- Data extract -
/---

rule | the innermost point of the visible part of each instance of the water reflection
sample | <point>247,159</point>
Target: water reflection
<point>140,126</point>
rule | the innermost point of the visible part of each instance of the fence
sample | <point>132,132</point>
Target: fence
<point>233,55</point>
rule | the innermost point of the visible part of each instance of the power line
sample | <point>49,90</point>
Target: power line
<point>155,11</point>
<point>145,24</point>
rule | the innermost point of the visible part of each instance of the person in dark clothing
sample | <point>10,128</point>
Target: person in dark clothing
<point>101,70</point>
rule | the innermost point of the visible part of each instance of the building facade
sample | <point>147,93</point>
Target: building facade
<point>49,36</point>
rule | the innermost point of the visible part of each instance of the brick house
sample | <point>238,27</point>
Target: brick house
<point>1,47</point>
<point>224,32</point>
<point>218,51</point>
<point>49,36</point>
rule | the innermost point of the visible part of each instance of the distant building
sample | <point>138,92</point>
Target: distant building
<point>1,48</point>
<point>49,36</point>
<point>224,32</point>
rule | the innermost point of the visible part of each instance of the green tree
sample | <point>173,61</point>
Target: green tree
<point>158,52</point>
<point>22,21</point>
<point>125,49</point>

\---
/---

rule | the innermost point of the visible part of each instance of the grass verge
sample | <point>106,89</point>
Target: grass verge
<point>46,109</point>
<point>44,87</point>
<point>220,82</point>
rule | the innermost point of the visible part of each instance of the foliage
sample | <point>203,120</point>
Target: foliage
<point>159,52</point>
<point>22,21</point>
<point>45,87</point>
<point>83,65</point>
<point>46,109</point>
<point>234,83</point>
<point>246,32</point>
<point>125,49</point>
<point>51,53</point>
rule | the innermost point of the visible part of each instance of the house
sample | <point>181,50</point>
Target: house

\---

All lines above from the one holding "Target: fence" to the one holding "sample | <point>238,27</point>", inclusive, are to be copied exactly; no other line is wanted.

- Solution to the exercise -
Target: fence
<point>233,55</point>
rule | the innermost point of the visible part of each instance of the power line
sample | <point>49,90</point>
Target: power line
<point>155,11</point>
<point>145,24</point>
rule | the innermost point of the visible part of each instance of the person in dark clothing
sample | <point>10,128</point>
Target: person in dark clothing
<point>101,70</point>
rule | the innermost point of the visible part of each instance of the building facade
sample | <point>147,93</point>
Target: building facade
<point>49,36</point>
rule | the innermost point of the visible part of each instance of the brick house
sample | <point>238,27</point>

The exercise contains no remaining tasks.